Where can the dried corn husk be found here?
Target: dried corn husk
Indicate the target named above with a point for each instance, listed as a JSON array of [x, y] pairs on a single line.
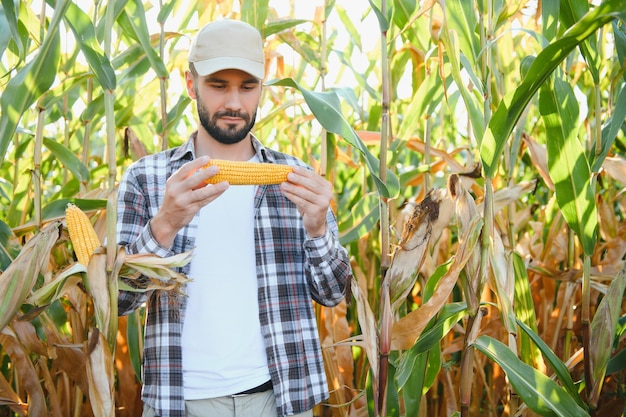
[[18, 279]]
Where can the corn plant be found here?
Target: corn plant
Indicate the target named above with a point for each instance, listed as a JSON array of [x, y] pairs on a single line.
[[477, 155]]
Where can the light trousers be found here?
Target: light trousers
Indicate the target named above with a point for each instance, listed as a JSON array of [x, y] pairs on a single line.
[[262, 404]]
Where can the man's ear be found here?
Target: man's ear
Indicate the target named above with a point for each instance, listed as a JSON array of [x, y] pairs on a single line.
[[190, 83]]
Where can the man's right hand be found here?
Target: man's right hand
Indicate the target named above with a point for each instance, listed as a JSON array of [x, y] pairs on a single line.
[[186, 192]]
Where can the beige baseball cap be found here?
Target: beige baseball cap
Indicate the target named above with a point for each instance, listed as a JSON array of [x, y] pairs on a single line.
[[228, 44]]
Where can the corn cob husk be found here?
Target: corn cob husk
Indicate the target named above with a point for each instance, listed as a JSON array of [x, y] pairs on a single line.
[[18, 279], [248, 173], [82, 234]]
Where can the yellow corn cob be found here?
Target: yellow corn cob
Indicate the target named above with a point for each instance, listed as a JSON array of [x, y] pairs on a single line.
[[248, 173], [82, 234]]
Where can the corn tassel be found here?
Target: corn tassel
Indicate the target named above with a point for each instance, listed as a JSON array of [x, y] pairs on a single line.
[[248, 173], [82, 234]]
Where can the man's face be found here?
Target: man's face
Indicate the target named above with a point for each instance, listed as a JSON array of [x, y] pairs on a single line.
[[227, 102]]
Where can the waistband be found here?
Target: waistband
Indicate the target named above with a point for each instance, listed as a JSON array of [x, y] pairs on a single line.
[[266, 386]]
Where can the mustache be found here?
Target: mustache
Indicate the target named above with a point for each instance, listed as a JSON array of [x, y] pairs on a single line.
[[231, 114]]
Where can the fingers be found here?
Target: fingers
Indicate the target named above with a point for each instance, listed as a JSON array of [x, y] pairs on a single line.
[[311, 194], [309, 187]]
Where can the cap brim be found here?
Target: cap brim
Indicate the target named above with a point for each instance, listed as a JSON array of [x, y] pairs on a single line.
[[213, 65]]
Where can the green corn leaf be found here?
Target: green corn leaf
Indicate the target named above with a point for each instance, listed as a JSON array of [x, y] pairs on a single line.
[[525, 311], [539, 393], [382, 20], [134, 335], [85, 36], [610, 130], [326, 108], [513, 104], [570, 12], [276, 27], [133, 21], [439, 327], [255, 13], [559, 368], [31, 81], [603, 329], [9, 16], [471, 99], [364, 216], [68, 159], [567, 163]]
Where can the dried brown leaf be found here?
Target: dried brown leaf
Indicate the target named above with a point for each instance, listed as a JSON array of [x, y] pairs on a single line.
[[96, 281], [18, 279], [28, 377], [367, 323], [427, 218], [406, 330], [100, 376]]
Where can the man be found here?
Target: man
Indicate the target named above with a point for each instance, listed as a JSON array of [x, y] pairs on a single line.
[[244, 341]]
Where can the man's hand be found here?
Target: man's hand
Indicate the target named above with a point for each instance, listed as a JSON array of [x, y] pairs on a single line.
[[312, 194], [186, 192]]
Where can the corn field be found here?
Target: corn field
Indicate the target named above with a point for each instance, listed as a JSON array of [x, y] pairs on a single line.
[[477, 150]]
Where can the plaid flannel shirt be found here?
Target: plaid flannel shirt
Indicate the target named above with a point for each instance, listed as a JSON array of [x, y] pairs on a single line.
[[292, 270]]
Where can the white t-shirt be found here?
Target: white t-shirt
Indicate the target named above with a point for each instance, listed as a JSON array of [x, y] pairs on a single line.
[[222, 345]]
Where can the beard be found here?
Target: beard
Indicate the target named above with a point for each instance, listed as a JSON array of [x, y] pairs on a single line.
[[229, 135]]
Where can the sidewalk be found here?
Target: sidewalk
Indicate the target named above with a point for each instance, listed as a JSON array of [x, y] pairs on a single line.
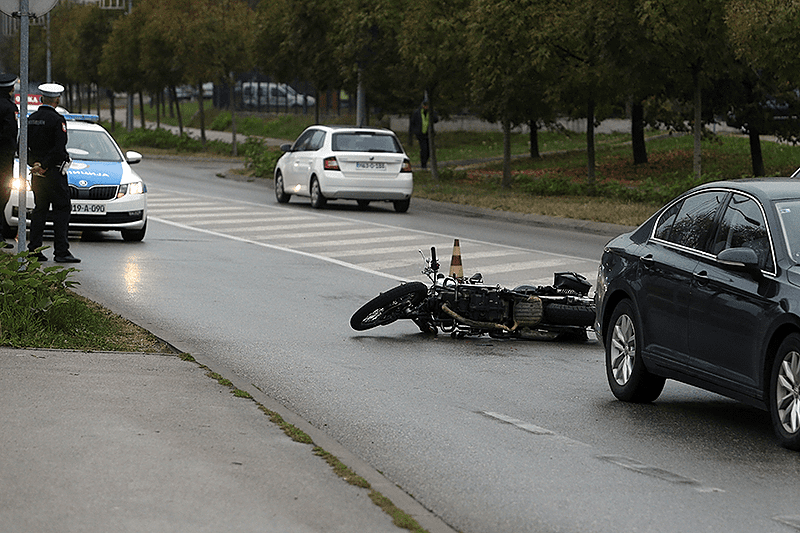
[[133, 442]]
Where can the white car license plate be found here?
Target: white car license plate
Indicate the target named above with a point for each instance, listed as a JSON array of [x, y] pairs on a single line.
[[370, 166], [88, 209]]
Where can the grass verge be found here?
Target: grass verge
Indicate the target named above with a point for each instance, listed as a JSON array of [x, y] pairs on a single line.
[[399, 517]]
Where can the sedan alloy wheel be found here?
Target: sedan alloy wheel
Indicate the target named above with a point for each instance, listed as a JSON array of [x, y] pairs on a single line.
[[785, 393]]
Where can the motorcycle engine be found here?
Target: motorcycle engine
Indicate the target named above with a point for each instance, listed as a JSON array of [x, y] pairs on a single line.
[[479, 303]]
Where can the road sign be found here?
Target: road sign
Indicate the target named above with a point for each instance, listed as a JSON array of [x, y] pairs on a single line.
[[36, 8]]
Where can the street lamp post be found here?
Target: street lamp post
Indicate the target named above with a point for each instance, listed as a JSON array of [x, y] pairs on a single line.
[[25, 10]]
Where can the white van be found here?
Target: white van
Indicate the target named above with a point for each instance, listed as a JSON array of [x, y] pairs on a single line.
[[263, 94]]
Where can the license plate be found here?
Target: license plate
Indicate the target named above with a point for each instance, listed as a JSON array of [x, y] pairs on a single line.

◆ ◆ ◆ ◆ ◆

Problem: The answer must consist of every line from the listing above that includes the word "right".

Solution for this problem:
Where can the man's right hand be found here?
Target: man's right hand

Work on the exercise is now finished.